● LIST OF TASKS
**1)** Answer these questions from the article on women and the Universal Declaration of Human Rights:
(a) On what date and in what building was the panel discussion held?
(b) In what year did the struggle for women's rights begin as part of the United Nations' agenda?
(c) How many areas were identified in the "Platform for Action"?
**2)** In the article on women and the Universal Declaration of Human Rights, write out the stretch from "Auth said that" through "International Women’s Decade.", swapping "brainchild" for "creation".

● EXTRACT TO READ
Are women covered by the Universal Declaration of Human Rights?

This year marks the 60th anniversary of the Universal Declaration of Human Rights, a landmark document endorsed by the United Nations that lays out human rights standards for people worldwide.

But some world governments, including the U.S. government, apparently didn’t get the memo, especially as the declaration applies to women, according to three local experts.

At a panel discussion held Jan. 24 in Posvar Hall, the experts cited social science research data and personal experience to explore the topic, “The Universal Declaration of Human Rights: Does That Include Women Too?”

Panelists included Janice Auth, Global Solutions Pittsburgh board member and retired executive director of Pennsylvania Peace Links; Allyson Lowe, director of the Pennsylvania Center for Women, Politics and Public Policy, which is housed at Chatham, and Donna DiLeonardo, a member of Pennsylvania Women Work and former member of the Pittsburgh Human Relations Commission.

The panel discussion was sponsored by Pitt’s global studies program and Office of Cross Cultural and Leadership Development, and the Global Solutions Education Fund, part of Global Solutions Pittsburgh.

Janice Auth

The role of the United Nations

Auth said that the struggle for women’s rights as part of the United Nations’ agenda began in 1947 based on recommendations from the Commission on the Status of Women, which was the brainchild of Eleanor Roosevelt.

“Women’s issues have always been on the United Nations radar as separate and distinct from human rights in general,” Auth said. “Obviously, you start with the premise that women are human. Unfortunately, that wasn’t universally held thinking then and probably isn’t even today.”

The United Nations held four international conferences focusing on women’s rights (Auth was a delegate at the fourth conference held in 1995 in Beijing), designated an International Women’s Year and, later, named an International Women’s Decade.

In 1975, the U.N. International Women’s Year, a conference in Mexico City centered on three themes: equality, development and peace.

“A large majority of the 2,000 delegates to the first conference were men, and the number of non-governmental organizations represented was very small,” Auth noted. “The conference was looking specifically to identify problems, and the things that were different from human rights in general. That was a small beginning.”

In 1980, the United Nations sponsored a world conference in Copenhagen on women’s issues, with the same themes of equality, development and peace. “But this time they added three other themes: education, employment and health, and the goal was to assess the progress that had been made since the first world [1975] conference,” Auth said.

Then the U.N. declared a decade for women, 1985-1995, with a third conference on women held in Nairobi in 1985. At the end of that decade, the U.N. held a fourth world conference in Beijing. This time, the vast majority of delegates were women, Auth noted.

The document that came out of the 1995 conference, based on the input of representatives from governments and non-governmental organizations around the world, was called the “Platform for Action.” It identified 12 areas that impact women’s lives no matter where they live:

• Poverty. “The number of women living in poverty has increased disproportionately to the number of men, especially in developing countries,” Auth noted.

• Education and training. As of 1995, she said, “approximately 100 million children, including at least 60 million girls, were without access to primary schooling, and more than two-thirds of the world’s 950 million illiterate adults are women.”

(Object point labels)
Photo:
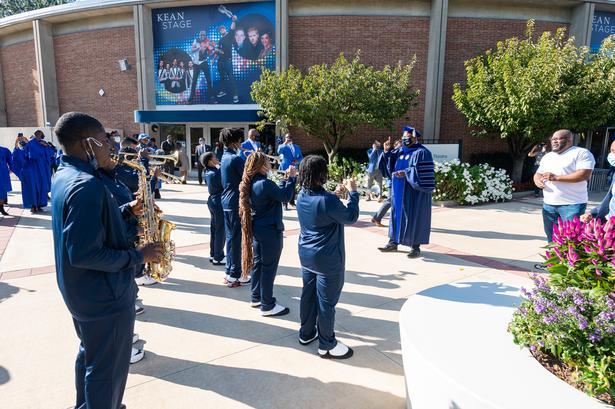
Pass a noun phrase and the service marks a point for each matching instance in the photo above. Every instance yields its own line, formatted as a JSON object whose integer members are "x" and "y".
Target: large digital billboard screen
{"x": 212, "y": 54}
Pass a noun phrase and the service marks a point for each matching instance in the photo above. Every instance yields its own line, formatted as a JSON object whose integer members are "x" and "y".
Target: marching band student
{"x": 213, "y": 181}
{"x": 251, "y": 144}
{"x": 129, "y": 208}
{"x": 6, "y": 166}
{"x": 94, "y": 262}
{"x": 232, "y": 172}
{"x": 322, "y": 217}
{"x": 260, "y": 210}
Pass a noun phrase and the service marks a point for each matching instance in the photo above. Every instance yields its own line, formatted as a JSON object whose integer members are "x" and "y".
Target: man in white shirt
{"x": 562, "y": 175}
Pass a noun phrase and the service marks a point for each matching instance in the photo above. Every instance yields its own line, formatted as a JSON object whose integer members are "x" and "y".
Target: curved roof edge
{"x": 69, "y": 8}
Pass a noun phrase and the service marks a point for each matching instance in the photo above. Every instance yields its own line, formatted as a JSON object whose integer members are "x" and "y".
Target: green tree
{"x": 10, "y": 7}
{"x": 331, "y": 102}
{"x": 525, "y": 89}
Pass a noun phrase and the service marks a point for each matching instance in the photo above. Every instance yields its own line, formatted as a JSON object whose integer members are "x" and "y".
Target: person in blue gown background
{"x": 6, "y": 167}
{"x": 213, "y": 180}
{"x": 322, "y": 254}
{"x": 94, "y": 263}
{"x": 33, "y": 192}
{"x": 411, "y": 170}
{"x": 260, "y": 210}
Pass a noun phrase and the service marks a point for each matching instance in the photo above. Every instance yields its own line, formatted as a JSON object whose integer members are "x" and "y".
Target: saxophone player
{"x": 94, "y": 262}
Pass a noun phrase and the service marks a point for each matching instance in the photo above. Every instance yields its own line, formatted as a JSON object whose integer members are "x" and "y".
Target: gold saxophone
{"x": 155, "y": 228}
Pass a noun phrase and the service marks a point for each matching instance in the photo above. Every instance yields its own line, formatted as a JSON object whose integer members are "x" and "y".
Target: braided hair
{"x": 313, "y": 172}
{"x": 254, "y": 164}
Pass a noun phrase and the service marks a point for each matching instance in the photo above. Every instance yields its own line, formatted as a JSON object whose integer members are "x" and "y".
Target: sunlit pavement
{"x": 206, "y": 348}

* * *

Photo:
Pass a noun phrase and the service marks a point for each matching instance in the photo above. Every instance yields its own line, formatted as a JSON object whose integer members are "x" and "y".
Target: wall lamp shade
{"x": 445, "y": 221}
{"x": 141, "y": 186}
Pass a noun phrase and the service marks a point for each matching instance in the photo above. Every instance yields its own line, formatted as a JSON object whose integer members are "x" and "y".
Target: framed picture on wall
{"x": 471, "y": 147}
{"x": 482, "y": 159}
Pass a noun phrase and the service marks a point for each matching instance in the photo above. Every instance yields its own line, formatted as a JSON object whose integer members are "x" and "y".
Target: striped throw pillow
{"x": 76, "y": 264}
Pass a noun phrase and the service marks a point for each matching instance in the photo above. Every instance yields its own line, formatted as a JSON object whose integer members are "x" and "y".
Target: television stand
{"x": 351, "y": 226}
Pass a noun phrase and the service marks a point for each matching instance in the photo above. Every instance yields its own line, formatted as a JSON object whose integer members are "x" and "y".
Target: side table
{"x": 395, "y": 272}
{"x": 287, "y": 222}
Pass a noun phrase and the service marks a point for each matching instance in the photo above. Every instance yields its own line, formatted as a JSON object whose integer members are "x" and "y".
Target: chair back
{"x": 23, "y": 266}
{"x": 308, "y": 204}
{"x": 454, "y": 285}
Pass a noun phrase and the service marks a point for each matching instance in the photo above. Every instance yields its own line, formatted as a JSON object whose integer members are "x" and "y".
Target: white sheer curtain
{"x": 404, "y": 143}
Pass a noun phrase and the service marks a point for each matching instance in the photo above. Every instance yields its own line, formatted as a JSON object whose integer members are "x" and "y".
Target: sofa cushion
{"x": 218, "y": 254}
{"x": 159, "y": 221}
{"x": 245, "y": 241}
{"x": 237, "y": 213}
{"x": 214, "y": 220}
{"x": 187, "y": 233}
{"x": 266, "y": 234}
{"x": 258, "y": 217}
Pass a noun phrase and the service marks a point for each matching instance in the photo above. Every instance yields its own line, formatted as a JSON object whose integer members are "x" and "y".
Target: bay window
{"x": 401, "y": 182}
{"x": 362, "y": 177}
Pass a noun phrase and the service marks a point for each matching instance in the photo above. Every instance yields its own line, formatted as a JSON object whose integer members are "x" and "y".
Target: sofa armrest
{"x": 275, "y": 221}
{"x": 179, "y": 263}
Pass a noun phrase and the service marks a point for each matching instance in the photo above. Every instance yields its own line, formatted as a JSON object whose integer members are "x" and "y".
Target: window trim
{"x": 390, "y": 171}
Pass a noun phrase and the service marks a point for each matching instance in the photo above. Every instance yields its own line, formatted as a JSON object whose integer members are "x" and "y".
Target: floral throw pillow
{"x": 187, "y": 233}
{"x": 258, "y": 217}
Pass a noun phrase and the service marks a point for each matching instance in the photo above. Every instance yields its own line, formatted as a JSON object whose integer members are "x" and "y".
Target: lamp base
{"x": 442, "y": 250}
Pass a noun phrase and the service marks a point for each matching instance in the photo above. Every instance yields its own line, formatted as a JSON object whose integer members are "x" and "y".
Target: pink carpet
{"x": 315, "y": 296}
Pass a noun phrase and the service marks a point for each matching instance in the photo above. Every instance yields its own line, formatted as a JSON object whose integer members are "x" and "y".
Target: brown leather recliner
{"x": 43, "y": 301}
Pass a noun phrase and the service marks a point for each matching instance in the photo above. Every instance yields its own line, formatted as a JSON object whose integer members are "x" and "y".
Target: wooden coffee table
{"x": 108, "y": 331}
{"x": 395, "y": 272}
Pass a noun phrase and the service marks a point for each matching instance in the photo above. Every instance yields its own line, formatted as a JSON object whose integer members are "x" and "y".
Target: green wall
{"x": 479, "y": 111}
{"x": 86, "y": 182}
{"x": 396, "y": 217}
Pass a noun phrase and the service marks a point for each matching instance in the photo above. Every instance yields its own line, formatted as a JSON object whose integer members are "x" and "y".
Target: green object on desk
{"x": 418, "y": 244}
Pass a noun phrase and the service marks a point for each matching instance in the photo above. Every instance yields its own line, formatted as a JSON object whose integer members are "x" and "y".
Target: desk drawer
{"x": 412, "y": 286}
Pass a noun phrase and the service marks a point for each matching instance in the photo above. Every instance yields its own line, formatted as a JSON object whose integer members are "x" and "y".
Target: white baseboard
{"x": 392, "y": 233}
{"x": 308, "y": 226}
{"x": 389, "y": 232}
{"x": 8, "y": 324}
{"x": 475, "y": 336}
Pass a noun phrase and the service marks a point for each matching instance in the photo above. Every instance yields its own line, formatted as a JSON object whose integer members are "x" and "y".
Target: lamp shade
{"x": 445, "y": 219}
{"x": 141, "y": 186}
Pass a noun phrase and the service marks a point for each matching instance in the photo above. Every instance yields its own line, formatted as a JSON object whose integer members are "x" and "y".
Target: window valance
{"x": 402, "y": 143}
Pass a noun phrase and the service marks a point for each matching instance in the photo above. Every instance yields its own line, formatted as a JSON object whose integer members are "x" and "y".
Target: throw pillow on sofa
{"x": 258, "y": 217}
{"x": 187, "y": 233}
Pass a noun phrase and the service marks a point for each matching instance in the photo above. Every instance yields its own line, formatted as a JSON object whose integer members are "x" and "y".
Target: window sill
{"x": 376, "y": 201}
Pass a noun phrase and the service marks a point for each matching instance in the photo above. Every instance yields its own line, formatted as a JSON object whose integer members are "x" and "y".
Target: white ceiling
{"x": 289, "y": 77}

● SOLUTIONS IN ORDER
**1)**
(a) Jan. 24, in Posvar Hall
(b) 1947
(c) 12

**2)**
Auth said that the struggle for women’s rights as part of the United Nations’ agenda began in 1947 based on recommendations from the Commission on the Status of Women, which was the creation of Eleanor Roosevelt.

“Women’s issues have always been on the United Nations radar as separate and distinct from human rights in general,” Auth said. “Obviously, you start with the premise that women are human. Unfortunately, that wasn’t universally held thinking then and probably isn’t even today.”

The United Nations held four international conferences focusing on women’s rights (Auth was a delegate at the fourth conference held in 1995 in Beijing), designated an International Women’s Year and, later, named an International Women’s Decade.